> **Task directions**
Please rewrite the records below with every "Response" changed to "Answer", keeping everything else the same.

(Stored dataset items)
------------------------------------

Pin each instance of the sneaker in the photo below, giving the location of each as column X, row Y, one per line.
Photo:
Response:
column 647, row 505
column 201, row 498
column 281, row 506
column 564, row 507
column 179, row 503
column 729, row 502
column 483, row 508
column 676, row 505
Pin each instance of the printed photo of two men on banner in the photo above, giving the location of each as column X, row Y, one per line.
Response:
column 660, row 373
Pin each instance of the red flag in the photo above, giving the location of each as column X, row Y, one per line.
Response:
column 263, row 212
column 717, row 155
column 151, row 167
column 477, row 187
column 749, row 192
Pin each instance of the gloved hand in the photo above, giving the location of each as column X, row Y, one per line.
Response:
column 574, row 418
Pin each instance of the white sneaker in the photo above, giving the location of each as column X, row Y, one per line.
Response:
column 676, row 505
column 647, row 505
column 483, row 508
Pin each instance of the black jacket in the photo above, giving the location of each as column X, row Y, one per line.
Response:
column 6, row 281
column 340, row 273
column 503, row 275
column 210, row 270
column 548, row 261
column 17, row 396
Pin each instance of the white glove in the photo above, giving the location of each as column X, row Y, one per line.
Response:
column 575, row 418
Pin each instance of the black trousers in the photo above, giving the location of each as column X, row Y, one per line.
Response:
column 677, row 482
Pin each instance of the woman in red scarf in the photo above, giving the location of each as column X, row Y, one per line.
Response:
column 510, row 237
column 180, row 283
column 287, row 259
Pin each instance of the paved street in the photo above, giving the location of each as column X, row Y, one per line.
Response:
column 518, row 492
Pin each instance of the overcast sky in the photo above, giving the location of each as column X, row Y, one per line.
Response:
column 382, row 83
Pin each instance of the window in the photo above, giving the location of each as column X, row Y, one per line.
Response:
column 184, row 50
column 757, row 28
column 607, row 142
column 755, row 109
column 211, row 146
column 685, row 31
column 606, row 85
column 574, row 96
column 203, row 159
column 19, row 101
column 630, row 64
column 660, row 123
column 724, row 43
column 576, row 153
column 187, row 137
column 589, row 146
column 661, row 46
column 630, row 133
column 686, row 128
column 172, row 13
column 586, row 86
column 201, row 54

------------------------------------

> **Correct response**
Pin each instance of the sneaker in the photo below, giving the location of each as column X, row Y, one per line.
Photo:
Answer:
column 647, row 505
column 201, row 498
column 281, row 506
column 564, row 507
column 179, row 503
column 729, row 502
column 483, row 508
column 676, row 505
Pin each instance of the printed photo of two men on banner in the photo above, giving the location of each as column X, row Y, one per line.
Answer:
column 660, row 373
Pin each instance of the red flag in the photo above, giving the location of each as column X, row Y, one per line.
Answer:
column 263, row 212
column 717, row 155
column 151, row 167
column 477, row 187
column 749, row 192
Pin each instance of the gloved hand in the photo above, giving the location of each as column X, row Y, one per line.
Answer:
column 574, row 418
Pin each instance of the white sneaker in the photo above, giving the location of each as column X, row Y, one per line.
Answer:
column 676, row 505
column 647, row 505
column 483, row 508
Pin each instance of the black jacket in the photo above, giving the location of each as column X, row Y, one per line.
Answer:
column 6, row 281
column 340, row 273
column 503, row 275
column 210, row 270
column 548, row 261
column 17, row 396
Pin each instance of the white glove in the photo above, giving the location of each as column X, row Y, one per line.
Answer:
column 575, row 418
Pin each instance of the black trousers in the photo above, giving the location of each as column X, row Y, one per line.
Answer:
column 677, row 482
Pin each instance of the woman in red scarf in the photo above, giving the location of each as column X, row Y, one per line.
Answer:
column 510, row 237
column 180, row 283
column 287, row 259
Pin each instance of the paved street in the photo above, giving the location of each as column X, row Y, one per line.
Answer:
column 518, row 492
Pin each instance of the overcast sky in the photo above, giving the location of each as column X, row Y, one per line.
Answer:
column 382, row 83
Pin each instance of the window in the photo above, giving the location of each as column X, row Y, one per line.
Answer:
column 184, row 50
column 757, row 28
column 607, row 142
column 755, row 109
column 211, row 146
column 685, row 31
column 606, row 85
column 574, row 96
column 203, row 159
column 19, row 101
column 630, row 64
column 660, row 123
column 724, row 43
column 576, row 153
column 187, row 137
column 589, row 146
column 661, row 46
column 630, row 133
column 686, row 128
column 172, row 13
column 586, row 86
column 201, row 54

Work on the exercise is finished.